----- Provided records -----

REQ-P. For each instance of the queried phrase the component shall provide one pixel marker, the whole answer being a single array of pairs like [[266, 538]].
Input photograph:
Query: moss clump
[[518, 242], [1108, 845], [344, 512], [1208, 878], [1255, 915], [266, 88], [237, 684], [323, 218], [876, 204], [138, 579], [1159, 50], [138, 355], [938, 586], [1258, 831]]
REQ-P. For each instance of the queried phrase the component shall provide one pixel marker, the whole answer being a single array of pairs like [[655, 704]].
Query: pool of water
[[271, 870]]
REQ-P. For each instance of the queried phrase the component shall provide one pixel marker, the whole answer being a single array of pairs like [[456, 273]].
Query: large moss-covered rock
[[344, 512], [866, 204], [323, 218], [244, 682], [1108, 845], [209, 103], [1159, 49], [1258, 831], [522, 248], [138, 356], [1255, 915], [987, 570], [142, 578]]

-----

Directions for this task: Copy every row above word for word, with nothing left out or changed.

Task result:
REQ-P. For each instance of the queried phrase the component shall provide one pixel marker, the whole answer being a single array of pairs like [[266, 538]].
Input photograph:
Query: moss clump
[[518, 242], [1108, 845], [344, 512], [1208, 878], [1255, 915], [266, 88], [237, 684], [323, 218], [876, 204], [138, 579], [1159, 50], [138, 355], [938, 586], [1258, 831]]
REQ-P. For each instance of the queried phrase the component shall provide one pixel marker, the whole answer being a single array of pairs like [[655, 704]].
Query: pool of water
[[271, 870]]
REQ-P. For each instance of the queried phrase the component shall provide one pixel marker, the whole answer being a single array of pairs like [[456, 273]].
Query: large moss-covered rock
[[344, 512], [866, 204], [323, 218], [244, 682], [1108, 845], [209, 103], [1159, 49], [1258, 831], [522, 248], [138, 356], [1255, 915], [987, 570], [142, 578]]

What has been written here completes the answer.